**Short problem:** Gather each line of the listing below that contains the word "glove", and copy those lines out.

#### Records for the exercise ####

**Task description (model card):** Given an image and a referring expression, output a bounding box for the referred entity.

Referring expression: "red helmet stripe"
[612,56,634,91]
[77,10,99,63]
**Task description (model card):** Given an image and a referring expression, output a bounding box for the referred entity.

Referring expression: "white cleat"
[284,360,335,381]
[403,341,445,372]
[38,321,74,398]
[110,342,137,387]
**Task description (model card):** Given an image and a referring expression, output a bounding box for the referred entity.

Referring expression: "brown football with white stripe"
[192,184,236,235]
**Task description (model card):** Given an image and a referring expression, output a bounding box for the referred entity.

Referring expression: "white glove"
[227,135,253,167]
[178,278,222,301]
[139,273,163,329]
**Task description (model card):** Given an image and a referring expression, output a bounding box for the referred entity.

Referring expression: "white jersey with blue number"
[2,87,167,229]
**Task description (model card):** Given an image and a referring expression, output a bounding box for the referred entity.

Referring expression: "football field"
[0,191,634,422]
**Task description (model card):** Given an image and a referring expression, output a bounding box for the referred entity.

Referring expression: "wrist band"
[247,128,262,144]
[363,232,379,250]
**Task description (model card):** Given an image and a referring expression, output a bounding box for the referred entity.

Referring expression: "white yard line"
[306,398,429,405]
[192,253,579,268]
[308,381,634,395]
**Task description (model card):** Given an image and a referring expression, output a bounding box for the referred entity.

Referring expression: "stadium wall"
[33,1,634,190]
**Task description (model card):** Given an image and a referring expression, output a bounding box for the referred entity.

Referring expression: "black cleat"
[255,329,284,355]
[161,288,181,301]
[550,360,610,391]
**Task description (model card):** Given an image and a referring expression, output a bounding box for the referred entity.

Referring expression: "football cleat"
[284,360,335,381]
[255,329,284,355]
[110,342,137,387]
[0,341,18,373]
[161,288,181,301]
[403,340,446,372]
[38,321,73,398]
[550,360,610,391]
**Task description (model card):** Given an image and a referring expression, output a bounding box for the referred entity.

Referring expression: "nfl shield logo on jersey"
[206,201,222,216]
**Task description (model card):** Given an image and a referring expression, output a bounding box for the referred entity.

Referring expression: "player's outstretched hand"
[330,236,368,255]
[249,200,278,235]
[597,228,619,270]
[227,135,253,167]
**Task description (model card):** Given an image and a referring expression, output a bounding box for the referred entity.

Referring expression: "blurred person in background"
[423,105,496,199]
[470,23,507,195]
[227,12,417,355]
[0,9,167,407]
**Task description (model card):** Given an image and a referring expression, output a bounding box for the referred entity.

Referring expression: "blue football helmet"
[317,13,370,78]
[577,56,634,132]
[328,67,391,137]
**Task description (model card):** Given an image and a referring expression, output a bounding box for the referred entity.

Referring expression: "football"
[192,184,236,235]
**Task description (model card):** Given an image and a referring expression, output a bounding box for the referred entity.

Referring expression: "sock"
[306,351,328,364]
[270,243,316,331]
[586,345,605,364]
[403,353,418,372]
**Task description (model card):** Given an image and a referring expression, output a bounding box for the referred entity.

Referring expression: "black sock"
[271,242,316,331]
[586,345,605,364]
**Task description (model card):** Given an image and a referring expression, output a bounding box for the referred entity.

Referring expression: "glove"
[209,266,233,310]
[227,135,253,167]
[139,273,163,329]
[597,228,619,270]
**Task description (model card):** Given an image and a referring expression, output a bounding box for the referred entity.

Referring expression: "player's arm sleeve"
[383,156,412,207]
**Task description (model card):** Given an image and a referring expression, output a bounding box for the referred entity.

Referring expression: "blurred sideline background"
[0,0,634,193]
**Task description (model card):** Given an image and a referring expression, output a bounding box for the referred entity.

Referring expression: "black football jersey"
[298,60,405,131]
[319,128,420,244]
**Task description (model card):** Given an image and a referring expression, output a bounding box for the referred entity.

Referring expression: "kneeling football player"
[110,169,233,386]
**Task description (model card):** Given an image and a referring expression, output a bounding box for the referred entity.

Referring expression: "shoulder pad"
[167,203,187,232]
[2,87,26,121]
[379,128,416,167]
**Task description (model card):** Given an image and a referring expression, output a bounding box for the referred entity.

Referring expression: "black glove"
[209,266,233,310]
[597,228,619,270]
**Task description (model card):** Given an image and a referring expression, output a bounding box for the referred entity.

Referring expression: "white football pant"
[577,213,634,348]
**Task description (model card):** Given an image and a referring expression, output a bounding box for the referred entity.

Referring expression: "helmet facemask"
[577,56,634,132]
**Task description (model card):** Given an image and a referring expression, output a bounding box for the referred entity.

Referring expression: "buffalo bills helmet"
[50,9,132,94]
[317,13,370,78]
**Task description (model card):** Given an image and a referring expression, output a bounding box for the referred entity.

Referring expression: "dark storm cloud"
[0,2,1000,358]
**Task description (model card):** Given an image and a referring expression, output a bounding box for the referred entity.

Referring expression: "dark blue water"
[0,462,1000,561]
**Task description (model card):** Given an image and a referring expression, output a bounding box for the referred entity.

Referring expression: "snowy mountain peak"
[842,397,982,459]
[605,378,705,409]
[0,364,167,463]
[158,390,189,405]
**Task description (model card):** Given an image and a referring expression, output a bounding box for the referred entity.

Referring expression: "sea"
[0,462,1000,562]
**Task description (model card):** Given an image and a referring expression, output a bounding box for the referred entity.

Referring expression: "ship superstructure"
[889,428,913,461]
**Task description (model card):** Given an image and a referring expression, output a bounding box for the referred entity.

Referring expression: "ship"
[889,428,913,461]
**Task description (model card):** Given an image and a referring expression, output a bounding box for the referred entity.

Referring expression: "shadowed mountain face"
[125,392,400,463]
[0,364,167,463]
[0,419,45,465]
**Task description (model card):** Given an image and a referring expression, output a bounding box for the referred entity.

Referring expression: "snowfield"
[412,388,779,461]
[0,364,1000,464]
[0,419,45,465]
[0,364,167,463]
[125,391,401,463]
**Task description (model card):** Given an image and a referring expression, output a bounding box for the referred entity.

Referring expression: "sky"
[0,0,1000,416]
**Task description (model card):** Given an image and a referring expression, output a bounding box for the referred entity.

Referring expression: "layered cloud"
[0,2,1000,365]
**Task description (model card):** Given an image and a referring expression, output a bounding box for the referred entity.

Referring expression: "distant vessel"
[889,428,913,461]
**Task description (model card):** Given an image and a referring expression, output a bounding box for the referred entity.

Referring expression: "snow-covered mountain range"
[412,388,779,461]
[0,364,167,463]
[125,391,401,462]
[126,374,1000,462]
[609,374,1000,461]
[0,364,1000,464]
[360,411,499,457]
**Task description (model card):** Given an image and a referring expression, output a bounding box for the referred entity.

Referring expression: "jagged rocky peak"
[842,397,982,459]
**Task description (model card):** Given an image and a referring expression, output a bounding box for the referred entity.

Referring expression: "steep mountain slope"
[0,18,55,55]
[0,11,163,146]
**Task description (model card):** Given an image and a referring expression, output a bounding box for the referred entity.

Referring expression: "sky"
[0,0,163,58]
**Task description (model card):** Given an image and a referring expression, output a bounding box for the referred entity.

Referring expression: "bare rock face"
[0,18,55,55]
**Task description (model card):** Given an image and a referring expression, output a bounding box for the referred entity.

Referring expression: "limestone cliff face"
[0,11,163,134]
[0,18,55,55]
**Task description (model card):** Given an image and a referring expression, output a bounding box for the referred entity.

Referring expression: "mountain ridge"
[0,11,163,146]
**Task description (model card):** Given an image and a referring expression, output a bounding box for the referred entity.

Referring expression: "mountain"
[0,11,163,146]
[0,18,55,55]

####

**Response to the exercise:**
Referring expression: "white glove"
Referring expression: "glove"
Referring expression: "black glove"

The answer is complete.